Selected excerpt:
________

YottaDB Support for Multi-Threaded Applications
The YottaDB database engine operates within the address space of the application process, and is itself single threaded. Why? There is a historical reason as well as a current reason.
When the YottaDB code base was first developed in the 1980s, operating systems did not support multiple threads within a process. Furthermore, for many years, the database was tightly coupled to the M language, which supports multiple concurrent processes, but not multi-threaded processes. Today, even as it continues to support M, YottaDB has grown beyond M: YottaDB provides a tight integration with C, which does support threads, and through C to languages.
Since the YottaDB code base has been continuously invested in, why is it still single-threaded more than thirty years after it first saw daily production use in a mission-critical application? The reason is that there is not an obviously significant benefit from making the engine itself multi-threaded. Whether updates are generated by multiple processes or multiple threads, database accesses must still be internally consistent, database updates must still be serialized, and transactions must ensure ACID properties. YottaDB gets its extraordinary performance in part because processes use shared memory to cooperate in managing the database. It is not just the logic of the database engine that is in the address space of the process – the shared memory control structures and data are also in the address space of the process. With the threads in a process already sharing an address space, we have not been able to quantify a benefit from making the engine itself multi-threaded. While there is very likely at least some performance benefit to making the engine multi-threaded, we have not at this time identified a performance benefit significant enough to warrant the investment.

________

Supplied material:
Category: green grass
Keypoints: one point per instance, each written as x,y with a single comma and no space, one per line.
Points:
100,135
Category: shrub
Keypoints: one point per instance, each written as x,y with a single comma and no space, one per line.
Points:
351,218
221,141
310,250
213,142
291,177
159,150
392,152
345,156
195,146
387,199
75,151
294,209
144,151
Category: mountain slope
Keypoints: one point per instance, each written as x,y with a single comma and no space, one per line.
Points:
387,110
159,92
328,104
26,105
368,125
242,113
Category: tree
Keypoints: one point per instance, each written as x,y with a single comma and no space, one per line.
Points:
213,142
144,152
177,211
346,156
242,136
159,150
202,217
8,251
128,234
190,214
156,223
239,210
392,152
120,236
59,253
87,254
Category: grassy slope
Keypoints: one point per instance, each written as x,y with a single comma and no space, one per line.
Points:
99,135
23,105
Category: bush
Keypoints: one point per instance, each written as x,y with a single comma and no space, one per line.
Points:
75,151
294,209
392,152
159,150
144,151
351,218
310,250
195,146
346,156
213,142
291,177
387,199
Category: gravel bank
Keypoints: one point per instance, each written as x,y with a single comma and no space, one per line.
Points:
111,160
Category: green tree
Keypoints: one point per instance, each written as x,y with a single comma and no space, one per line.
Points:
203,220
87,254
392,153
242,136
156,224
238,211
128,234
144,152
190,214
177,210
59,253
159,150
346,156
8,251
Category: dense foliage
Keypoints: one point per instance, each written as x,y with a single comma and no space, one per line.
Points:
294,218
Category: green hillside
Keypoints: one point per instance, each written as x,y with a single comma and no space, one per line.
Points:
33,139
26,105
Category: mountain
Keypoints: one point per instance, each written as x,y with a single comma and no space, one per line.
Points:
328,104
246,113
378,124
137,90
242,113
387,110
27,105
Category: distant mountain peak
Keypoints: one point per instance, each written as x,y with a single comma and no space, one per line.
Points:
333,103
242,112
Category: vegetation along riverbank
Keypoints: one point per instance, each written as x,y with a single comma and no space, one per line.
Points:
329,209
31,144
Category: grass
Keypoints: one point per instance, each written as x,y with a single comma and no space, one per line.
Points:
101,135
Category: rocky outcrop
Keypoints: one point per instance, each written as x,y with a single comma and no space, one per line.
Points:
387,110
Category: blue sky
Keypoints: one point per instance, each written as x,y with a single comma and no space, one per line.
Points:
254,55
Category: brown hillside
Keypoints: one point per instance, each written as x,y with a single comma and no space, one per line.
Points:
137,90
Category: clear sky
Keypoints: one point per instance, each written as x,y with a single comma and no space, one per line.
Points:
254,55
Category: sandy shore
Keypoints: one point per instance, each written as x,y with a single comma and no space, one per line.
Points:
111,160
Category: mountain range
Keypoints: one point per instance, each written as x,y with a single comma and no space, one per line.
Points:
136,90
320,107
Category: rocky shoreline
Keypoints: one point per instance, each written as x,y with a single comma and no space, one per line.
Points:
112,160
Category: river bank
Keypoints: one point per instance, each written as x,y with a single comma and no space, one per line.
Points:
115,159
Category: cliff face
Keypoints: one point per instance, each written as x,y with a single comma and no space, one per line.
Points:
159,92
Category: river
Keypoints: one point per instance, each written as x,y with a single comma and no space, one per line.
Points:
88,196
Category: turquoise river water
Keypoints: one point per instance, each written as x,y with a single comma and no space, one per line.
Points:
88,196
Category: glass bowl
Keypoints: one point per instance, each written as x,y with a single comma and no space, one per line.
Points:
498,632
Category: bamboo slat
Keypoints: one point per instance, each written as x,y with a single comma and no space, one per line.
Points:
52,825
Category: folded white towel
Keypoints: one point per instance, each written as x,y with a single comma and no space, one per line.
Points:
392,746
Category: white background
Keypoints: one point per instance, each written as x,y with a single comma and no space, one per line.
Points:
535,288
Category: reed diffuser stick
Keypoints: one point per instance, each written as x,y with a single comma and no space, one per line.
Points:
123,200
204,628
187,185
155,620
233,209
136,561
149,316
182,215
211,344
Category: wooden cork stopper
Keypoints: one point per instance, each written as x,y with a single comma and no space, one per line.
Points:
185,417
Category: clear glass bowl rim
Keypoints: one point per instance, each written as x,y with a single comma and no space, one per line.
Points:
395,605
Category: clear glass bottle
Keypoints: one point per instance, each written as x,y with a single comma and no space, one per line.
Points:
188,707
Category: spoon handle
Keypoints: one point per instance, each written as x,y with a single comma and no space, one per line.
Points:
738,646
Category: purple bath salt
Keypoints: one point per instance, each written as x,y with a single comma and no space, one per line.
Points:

________

Prompt 1:
According to the YottaDB page, in what decade was the YottaDB code base first developed?
Prompt 2:
Return everything in the records from the line containing "Category: reed diffuser stick" down to the last line of the records, including both ends.
The records have no connection to the YottaDB page and should be treated as separate material.

Final answer 1:
The 1980s.

Final answer 2:
Category: reed diffuser stick
Keypoints: one point per instance, each written as x,y with a single comma and no space, one per line.
Points:
123,200
204,628
187,185
155,620
233,209
136,561
149,316
182,215
211,344
Category: wooden cork stopper
Keypoints: one point per instance, each written as x,y with a single comma and no space, one per line.
Points:
185,417
Category: clear glass bowl rim
Keypoints: one point per instance, each written as x,y with a single comma and no space, one per line.
Points:
395,605
Category: clear glass bottle
Keypoints: one point per instance, each written as x,y with a single comma and no space, one per line.
Points:
188,707
Category: spoon handle
Keypoints: one point per instance, each written as x,y with a single comma and no space, one per line.
Points:
738,646
Category: purple bath salt
Keypoints: one point per instance, each written as x,y with a single comma and no space, one per line.
Points:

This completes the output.